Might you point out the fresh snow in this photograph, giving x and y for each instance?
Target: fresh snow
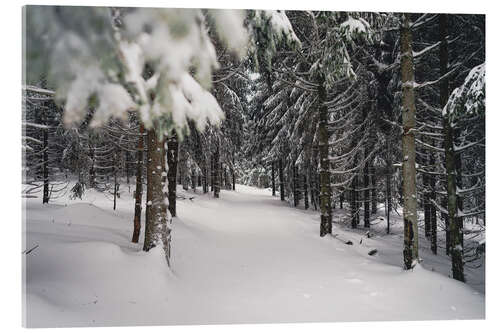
(244, 258)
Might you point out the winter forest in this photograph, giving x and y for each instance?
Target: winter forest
(209, 166)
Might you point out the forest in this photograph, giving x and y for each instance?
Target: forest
(371, 124)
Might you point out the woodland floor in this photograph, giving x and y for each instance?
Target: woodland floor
(244, 258)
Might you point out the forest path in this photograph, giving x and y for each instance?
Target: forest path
(246, 257)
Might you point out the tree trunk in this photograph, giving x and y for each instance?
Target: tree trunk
(325, 189)
(115, 182)
(282, 182)
(427, 204)
(341, 198)
(272, 179)
(205, 177)
(410, 252)
(373, 190)
(354, 205)
(172, 160)
(212, 175)
(455, 227)
(45, 157)
(138, 186)
(366, 191)
(216, 174)
(296, 193)
(158, 220)
(306, 195)
(388, 195)
(92, 163)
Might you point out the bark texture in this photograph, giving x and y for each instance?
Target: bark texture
(410, 251)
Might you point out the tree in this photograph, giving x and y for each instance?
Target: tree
(410, 252)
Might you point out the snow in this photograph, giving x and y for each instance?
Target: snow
(470, 95)
(244, 258)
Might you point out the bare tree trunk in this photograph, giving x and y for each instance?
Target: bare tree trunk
(306, 195)
(354, 204)
(172, 160)
(205, 177)
(282, 181)
(158, 222)
(92, 163)
(388, 195)
(212, 174)
(115, 172)
(149, 224)
(427, 204)
(138, 186)
(295, 183)
(272, 179)
(45, 159)
(366, 192)
(410, 252)
(216, 172)
(326, 193)
(455, 222)
(373, 190)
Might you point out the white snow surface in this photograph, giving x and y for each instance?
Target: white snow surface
(244, 258)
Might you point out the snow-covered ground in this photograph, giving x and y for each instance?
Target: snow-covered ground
(244, 258)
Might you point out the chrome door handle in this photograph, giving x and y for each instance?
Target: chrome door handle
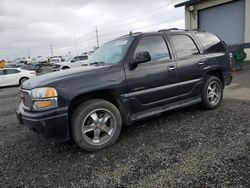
(201, 63)
(171, 68)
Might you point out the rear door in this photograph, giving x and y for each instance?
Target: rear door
(154, 83)
(190, 64)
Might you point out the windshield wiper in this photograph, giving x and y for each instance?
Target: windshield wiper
(98, 63)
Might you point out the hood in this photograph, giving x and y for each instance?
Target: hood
(50, 78)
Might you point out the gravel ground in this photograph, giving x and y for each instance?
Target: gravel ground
(185, 148)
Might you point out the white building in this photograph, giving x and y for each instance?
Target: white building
(229, 19)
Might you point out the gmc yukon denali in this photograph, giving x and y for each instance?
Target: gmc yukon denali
(133, 77)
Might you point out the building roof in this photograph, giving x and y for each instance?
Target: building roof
(188, 3)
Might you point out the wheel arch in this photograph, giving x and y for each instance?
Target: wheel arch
(108, 95)
(218, 73)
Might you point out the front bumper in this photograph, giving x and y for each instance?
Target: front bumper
(52, 124)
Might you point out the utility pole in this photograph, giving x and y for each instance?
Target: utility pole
(76, 46)
(51, 49)
(97, 40)
(29, 52)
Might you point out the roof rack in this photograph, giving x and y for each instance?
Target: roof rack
(170, 29)
(130, 34)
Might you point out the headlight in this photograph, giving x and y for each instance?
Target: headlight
(44, 98)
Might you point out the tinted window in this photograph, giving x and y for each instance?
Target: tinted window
(211, 42)
(111, 52)
(83, 58)
(156, 46)
(184, 46)
(11, 71)
(75, 59)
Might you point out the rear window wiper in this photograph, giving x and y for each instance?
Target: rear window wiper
(98, 63)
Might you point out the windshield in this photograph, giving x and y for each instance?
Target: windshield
(111, 52)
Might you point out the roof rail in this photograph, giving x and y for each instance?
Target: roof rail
(170, 29)
(130, 34)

◆ ◆ ◆ ◆ ◆ ◆ ◆

### Requirements
Transcribe the full listing above exactly as it stands, minus the pictures.

### Exercise solution
Might you point out the fresh snow in this photograph, giving x and y for each instance?
Target: fresh snow
(244, 258)
Might you point out the winter forest in this photograph, giving x and y for each instance?
Target: winter forest
(209, 166)
Might you point out the forest in this photograph, giving x and y for each instance?
Target: forest
(371, 124)
Might you point out the woodland floor in this photograph, giving x and y for each instance?
Target: woodland floor
(244, 258)
Might you point out the forest path in this photograph, giving x and y for each instance?
Target: forest path
(246, 257)
Might you point out the tree trunk in this photograph, giving x and y for each instance?
Target: tree trunk
(325, 189)
(115, 182)
(282, 182)
(427, 204)
(341, 198)
(272, 179)
(205, 177)
(410, 252)
(373, 190)
(354, 205)
(172, 160)
(212, 175)
(455, 227)
(45, 157)
(138, 186)
(366, 191)
(216, 174)
(296, 193)
(158, 220)
(306, 195)
(388, 195)
(92, 163)
Might you point out the bark texture in this photograph, giving x and y for each instance?
Target: bark texture
(410, 251)
Might you point out the tree in this photograph, giving x and y for each instance?
Target: tree
(410, 252)
Might you point out the snow in this photograph, giving x and y for each instance?
Target: snow
(470, 95)
(244, 258)
Might you point out the bare tree trunk in this photograph, giving x and y for each instance?
Target: bare tree trunk
(306, 195)
(354, 204)
(172, 160)
(205, 177)
(282, 181)
(158, 222)
(92, 163)
(388, 195)
(212, 174)
(115, 172)
(149, 224)
(427, 204)
(138, 186)
(295, 183)
(272, 179)
(45, 159)
(366, 192)
(410, 252)
(216, 172)
(326, 193)
(455, 222)
(373, 190)
Might you point out the white snow surface in this photograph, giving x and y for each instance?
Target: white snow surface
(244, 258)
Might you point out the snow-covered ground in this photograph, giving x and y for each instance?
Target: snow-covered ground
(244, 258)
Might you point out the chrome door handle in this photograph, giving x and y for each instance?
Target: chrome door handle
(201, 63)
(171, 68)
Might you point out the rear door in this photograph, giving x and y for each instance?
Target: rear door
(154, 83)
(190, 64)
Might you point out the windshield wiper in this photograph, giving x and y for each instance?
Target: windshield wiper
(98, 63)
Might you point out the hood in this photograph, giving x and y for each instance?
Target: hood
(50, 78)
Might you point out the gravel ground in this photograph, giving x and y for each instance?
Target: gravel ground
(185, 148)
Might you point out the white building in this photograph, giving x and y for each instance?
Target: white building
(229, 19)
Might you point out the gmc yukon denali in this photograph, giving x and y for each instance?
Target: gmc yukon denali
(133, 77)
Might you point out the building roof in this photograph, giving x and y for each instance?
Target: building roof
(188, 3)
Might you point out the wheel arch in this photograph, giving x and y for each instance?
Target: wheel arch
(108, 95)
(218, 73)
Might you point out the front bumper in this photograph, giving x and y for each instance?
Target: front bumper
(52, 124)
Might you point out the utility pole in this photograph, giving x and y for each instance?
Target: utility pole
(76, 46)
(51, 49)
(97, 40)
(29, 52)
Might you point out the roof rack in this photograph, giving x and y for each instance?
Target: roof rack
(170, 29)
(130, 34)
Might you point out the headlight in this photograph, giving x and y for each instance?
Target: headlight
(44, 98)
Might you point out the tinted window in this photograph, giving x and y for each instance?
Target: tinted window
(211, 42)
(111, 52)
(83, 58)
(156, 46)
(184, 46)
(11, 71)
(75, 59)
Might you point out the rear window wiper in this photograph, giving x and y for each instance?
Target: rear window wiper
(98, 63)
Might you point out the windshield in this photograph, giving x and y for each instance?
Target: windshield
(111, 52)
Might you point out the roof rail in this photograph, giving x and y for each instance?
Target: roof rail
(170, 29)
(130, 34)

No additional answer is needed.